[Stored data entries]
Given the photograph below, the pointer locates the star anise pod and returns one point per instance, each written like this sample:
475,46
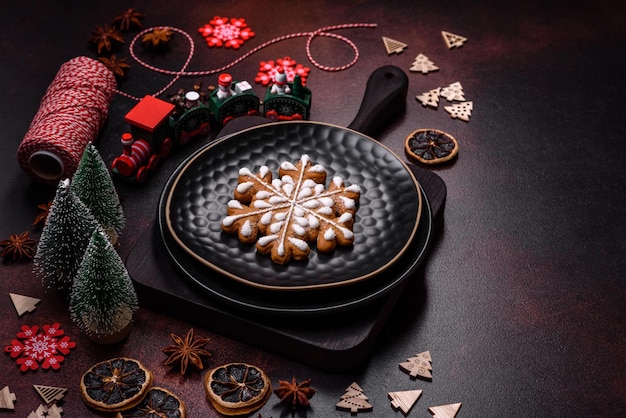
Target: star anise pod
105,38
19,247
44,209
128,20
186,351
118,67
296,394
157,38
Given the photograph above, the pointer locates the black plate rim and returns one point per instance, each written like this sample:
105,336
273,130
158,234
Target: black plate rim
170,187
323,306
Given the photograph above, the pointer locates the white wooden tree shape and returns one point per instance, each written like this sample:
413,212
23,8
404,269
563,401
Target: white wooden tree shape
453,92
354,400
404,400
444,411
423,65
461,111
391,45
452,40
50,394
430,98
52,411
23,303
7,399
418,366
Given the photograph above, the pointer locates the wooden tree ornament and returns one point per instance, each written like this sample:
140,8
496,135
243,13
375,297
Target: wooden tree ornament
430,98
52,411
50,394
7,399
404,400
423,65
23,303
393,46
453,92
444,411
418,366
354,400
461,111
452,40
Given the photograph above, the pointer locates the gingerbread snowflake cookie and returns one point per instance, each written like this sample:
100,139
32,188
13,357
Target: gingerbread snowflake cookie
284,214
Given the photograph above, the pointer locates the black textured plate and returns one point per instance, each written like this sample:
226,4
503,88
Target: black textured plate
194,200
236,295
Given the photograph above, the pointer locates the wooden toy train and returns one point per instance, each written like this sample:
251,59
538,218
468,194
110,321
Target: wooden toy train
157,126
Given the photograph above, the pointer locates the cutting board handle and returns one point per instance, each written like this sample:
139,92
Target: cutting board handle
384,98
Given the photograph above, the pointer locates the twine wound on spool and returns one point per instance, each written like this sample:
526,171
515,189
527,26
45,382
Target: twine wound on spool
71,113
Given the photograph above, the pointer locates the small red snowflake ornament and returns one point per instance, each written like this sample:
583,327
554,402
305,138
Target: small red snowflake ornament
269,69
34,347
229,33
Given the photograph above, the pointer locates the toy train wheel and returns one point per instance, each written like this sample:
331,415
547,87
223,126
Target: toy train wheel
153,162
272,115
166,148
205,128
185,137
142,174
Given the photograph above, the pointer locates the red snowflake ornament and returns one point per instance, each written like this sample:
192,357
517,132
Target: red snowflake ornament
==
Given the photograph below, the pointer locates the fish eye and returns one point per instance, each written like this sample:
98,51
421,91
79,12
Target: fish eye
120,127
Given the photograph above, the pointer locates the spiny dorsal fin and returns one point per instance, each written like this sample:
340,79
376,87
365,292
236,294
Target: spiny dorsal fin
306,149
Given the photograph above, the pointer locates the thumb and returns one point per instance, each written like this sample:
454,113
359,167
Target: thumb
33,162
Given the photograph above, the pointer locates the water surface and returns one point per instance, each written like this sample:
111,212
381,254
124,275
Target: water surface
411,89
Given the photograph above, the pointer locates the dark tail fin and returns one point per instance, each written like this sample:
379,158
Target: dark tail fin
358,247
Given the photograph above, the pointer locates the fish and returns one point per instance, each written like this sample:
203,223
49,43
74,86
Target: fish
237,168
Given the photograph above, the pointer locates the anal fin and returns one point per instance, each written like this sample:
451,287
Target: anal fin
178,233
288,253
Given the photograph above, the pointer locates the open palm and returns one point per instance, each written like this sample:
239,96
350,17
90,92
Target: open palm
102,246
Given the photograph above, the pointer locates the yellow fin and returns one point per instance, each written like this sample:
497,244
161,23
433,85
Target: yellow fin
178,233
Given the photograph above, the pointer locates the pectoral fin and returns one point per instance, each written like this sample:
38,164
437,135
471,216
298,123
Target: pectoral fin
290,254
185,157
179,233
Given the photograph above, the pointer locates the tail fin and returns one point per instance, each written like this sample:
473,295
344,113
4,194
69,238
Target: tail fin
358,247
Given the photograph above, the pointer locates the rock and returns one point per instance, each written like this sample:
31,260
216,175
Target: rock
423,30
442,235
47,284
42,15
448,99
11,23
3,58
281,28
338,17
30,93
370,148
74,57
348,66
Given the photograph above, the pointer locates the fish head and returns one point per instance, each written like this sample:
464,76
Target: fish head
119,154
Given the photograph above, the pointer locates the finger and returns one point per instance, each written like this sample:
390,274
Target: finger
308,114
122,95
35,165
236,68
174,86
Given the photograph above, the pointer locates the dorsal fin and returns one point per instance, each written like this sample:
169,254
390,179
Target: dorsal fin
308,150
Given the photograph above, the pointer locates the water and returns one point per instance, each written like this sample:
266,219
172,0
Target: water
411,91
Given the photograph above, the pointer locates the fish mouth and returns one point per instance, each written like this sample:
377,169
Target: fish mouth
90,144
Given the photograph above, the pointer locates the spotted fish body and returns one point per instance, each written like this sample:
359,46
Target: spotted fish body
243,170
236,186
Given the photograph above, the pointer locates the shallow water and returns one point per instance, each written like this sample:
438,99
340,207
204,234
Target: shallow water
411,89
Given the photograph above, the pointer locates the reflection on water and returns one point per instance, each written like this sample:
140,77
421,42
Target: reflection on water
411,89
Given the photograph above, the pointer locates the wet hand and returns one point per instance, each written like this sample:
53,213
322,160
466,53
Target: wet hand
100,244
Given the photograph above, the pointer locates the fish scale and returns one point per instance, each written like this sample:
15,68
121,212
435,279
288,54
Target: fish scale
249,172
* * *
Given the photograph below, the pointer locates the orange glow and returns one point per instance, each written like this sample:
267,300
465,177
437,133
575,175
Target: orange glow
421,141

* What to do *
Each line in the data that has the word "below" counts once; state how many such lines there are, without comment.

* Exercise result *
3